WHAT TO WORK ON -
1/ Retype the stretch of the hospital report from "PMD Mafaune expressed" through "and productive future.".
2/ List the Manicaland hospitals where the hospital report says assessments were carried out.

EXTRACT -
CHIMANIMANI – Despite the general decline in health services in the country over the past decade, two Manicaland hospitals have defied the odds by offering international infantile health services.
The two hospitals, Mutambara District and Biriri Rural Hospital, are part of the three such health facilities nationally which were given the recognition of their excellent service delivery systems in a 2014 survey.
Speaking at the accreditation of Baby Friendly Hospital initiative the International Baby Friendly Status to the institutions Provincial Medical Director Dr Patron Mafaune said at the (BHFI) accreditation celebrations recently.
PMD, Dr Patron Mafaune said 27 hospitals and clinics in Zimbabwe were assessed in December 2014 and three hospitals met the minimum standards according to the Global Criteria and have been accredited the BFHI status.
“Towards end of year 2014 the national authorities conducted assessments to 27 health facilities in the country.
In Manicaland, the assessments were carried out at Mutambara Mission Hospital, Rusitu Mission Hospital, Biriiri Rural Hospital, Birchenough Bridge Hospital and Murambinda Hospital. Mutambara and Biriiri met the minimum standards according to the Global Criteria and have been accredited the BFHI status,”said PMD Mafaune.
She added that mothers should be well informed about what benefits their babies derive from breastfeeding.
“Exclusive breastfeeding and adequate complementary feeding are key interventions for improving child survival, potentially saving the lives of about 20% of children under ﬁve.
This places an obligation on the Government and society as a whole to create favourable conditions, and to remove obstacles to breastfeeding, including all forms of promotion of breast milk substitutes, bottles and teats, as provided for in the International Code of Marketing of Breast milk Substitutes (The International Code) and subsequent relevant World Health Assembly (WHA) Resolutions,” she said.
Dr Mafaune said breast feeding provides an ideal source of nutrients, and is economical and safe.
“Breastfeeding for the first two years of life protects children from ear infections, eczema, asthma, obesity, childhood cancer, diarrhoea and vomiting, diabetes and Sudden Infant Death Syndrome.
We recommend early initiation of breastfeeding within the 1st hour of birth and exclusive breastfeeding up to the age of six months with the introduction of complementary feeds after six months and continued breastfeeding up to two years or beyond,” she said.
PMD Mafaune expressed concern over the low percentage of babies in Manicaland that are being breastfed for the recommended two years.
“According to the MICS and Demographic Health Surveys (DHS) of 2014 about only half of the infants in Manicaland are being initiated on breast milk within one hour of birth and only 35% are being exclusively breastfed for the first six months of life.
About 91% are being breastfed up to the age of one year and only 15 % are being breastfed up to the age of two years,” said PMD Mafaune.
She added that the critical ‘window of opportunity’ that exists between birth and the child’s second year of life paves way for a strong, healthy and productive future.

(Text-to-region grounding data)

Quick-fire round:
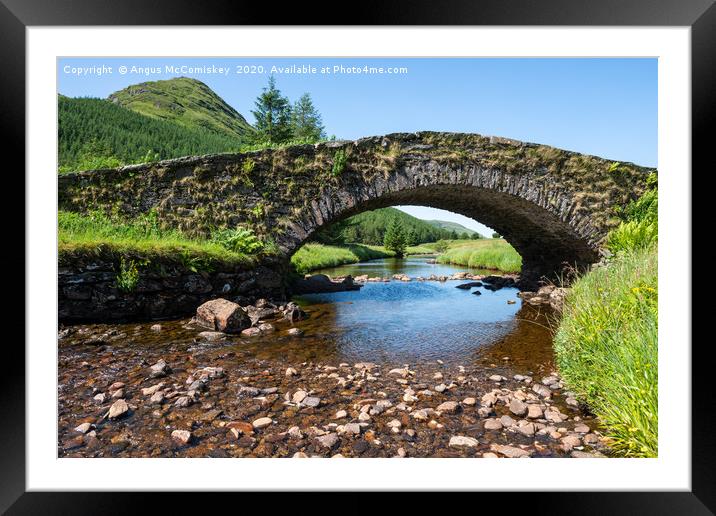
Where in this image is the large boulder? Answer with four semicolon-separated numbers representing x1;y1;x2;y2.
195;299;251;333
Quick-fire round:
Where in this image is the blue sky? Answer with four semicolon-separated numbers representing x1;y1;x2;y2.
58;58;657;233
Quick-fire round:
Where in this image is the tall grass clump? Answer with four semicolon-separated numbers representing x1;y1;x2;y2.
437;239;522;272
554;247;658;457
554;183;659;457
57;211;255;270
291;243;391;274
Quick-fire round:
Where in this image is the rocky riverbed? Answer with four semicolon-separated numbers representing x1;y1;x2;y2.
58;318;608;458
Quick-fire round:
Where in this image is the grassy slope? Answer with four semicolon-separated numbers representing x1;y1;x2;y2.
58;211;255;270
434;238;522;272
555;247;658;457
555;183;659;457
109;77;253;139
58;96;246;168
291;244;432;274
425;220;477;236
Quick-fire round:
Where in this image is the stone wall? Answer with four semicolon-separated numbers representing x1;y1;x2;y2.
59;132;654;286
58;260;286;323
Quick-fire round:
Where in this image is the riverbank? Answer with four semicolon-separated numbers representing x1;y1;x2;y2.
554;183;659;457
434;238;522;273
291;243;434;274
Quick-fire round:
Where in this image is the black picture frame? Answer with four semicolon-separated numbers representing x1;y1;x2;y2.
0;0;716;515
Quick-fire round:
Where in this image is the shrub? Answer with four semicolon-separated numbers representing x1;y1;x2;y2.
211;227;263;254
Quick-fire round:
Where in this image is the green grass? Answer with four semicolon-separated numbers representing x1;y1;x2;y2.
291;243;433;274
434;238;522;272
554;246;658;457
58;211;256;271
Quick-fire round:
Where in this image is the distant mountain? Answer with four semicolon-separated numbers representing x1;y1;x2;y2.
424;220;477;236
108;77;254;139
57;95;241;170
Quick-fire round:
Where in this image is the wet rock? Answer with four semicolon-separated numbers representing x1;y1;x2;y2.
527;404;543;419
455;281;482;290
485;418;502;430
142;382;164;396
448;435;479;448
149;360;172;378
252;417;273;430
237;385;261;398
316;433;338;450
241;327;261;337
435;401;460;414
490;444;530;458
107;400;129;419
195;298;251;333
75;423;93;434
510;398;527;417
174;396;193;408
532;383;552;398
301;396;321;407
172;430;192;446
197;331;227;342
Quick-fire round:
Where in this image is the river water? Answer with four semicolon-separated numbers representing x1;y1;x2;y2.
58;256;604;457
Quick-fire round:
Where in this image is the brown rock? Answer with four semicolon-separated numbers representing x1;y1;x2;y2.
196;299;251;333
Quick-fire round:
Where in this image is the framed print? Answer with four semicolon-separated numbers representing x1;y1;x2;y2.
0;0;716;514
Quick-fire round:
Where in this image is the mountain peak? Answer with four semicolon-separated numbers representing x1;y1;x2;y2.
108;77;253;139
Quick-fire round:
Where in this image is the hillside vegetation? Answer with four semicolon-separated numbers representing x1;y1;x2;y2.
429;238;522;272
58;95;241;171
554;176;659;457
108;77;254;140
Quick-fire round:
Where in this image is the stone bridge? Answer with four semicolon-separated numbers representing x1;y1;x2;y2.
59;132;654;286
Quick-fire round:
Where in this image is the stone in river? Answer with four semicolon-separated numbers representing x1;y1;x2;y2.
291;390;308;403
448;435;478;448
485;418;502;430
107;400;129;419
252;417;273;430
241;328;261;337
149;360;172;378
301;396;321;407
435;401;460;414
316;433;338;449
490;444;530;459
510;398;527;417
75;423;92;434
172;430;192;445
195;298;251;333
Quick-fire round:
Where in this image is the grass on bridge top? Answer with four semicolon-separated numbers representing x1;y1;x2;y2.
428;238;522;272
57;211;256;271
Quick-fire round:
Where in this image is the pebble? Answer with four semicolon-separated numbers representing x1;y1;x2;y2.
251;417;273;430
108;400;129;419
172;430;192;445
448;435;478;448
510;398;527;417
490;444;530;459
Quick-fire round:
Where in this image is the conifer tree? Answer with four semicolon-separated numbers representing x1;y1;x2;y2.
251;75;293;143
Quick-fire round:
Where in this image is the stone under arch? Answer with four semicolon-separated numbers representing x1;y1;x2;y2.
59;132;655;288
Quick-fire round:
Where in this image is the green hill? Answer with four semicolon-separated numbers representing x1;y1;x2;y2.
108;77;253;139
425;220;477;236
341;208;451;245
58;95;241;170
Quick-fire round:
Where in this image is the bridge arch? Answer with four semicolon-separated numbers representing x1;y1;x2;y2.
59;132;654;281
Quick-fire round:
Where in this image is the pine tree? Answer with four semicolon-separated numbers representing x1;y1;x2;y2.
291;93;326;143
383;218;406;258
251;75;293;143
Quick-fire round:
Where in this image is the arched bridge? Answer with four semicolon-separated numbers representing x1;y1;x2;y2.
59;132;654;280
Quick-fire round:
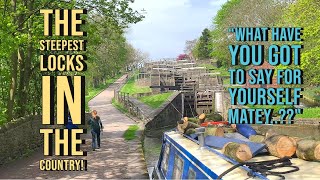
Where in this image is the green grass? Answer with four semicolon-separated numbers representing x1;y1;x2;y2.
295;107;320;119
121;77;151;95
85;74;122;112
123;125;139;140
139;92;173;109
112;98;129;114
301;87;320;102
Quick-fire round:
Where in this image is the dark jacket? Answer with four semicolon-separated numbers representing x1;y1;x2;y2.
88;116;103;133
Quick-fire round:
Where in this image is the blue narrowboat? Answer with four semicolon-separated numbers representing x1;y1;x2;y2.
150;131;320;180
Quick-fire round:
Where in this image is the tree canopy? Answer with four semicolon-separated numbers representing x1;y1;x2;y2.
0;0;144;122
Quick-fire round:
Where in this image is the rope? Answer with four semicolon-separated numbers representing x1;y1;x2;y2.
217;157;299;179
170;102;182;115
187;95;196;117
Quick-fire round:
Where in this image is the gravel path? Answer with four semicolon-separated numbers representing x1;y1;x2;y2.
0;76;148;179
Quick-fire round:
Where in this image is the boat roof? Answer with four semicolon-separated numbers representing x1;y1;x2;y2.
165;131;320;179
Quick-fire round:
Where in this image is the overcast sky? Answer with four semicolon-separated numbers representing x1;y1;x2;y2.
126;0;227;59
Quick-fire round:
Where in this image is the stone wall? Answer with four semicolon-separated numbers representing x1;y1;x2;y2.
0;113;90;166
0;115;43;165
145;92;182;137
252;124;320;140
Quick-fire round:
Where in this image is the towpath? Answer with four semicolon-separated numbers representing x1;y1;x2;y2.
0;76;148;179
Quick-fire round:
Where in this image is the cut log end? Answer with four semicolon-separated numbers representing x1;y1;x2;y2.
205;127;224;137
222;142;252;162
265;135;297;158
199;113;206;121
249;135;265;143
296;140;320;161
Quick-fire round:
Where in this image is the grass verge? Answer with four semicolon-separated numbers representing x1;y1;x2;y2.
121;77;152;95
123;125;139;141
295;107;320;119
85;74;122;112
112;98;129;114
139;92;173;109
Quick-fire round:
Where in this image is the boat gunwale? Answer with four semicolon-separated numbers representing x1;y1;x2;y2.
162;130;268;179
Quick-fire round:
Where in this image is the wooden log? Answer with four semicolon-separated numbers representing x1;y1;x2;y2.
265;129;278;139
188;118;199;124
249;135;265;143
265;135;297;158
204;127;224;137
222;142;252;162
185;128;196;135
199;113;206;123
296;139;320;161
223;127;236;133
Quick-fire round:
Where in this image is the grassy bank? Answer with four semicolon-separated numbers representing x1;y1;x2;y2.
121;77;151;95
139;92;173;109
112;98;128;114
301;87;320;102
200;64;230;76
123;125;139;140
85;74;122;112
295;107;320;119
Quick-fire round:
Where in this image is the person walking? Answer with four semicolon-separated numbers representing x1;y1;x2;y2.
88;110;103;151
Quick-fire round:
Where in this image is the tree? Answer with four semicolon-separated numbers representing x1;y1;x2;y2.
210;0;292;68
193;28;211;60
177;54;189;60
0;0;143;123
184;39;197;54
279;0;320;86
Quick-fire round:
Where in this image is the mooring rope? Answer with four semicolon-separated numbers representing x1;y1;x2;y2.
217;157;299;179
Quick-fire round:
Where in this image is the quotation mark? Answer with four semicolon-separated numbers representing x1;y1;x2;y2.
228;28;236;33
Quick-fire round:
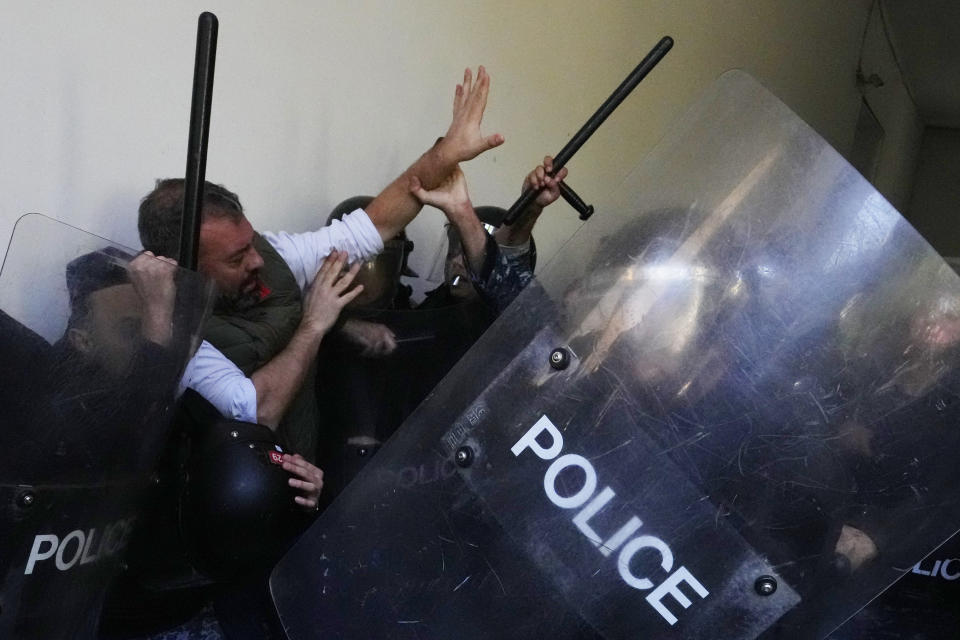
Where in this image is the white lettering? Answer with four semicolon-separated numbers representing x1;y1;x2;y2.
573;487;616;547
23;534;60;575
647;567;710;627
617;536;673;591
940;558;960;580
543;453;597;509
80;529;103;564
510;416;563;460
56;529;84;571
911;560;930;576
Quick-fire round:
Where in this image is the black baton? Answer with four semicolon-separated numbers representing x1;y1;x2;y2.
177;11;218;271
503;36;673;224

EXERCISE ANSWERS -
1/
PMD Mafaune expressed concern over the low percentage of babies in Manicaland that are being breastfed for the recommended two years.
“According to the MICS and Demographic Health Surveys (DHS) of 2014 about only half of the infants in Manicaland are being initiated on breast milk within one hour of birth and only 35% are being exclusively breastfed for the first six months of life.
About 91% are being breastfed up to the age of one year and only 15 % are being breastfed up to the age of two years,” said PMD Mafaune.
She added that the critical ‘window of opportunity’ that exists between birth and the child’s second year of life paves way for a strong, healthy and productive future.

2/
Mutambara Mission Hospital
Rusitu Mission Hospital
Biriiri Rural Hospital
Birchenough Bridge Hospital
Murambinda Hospital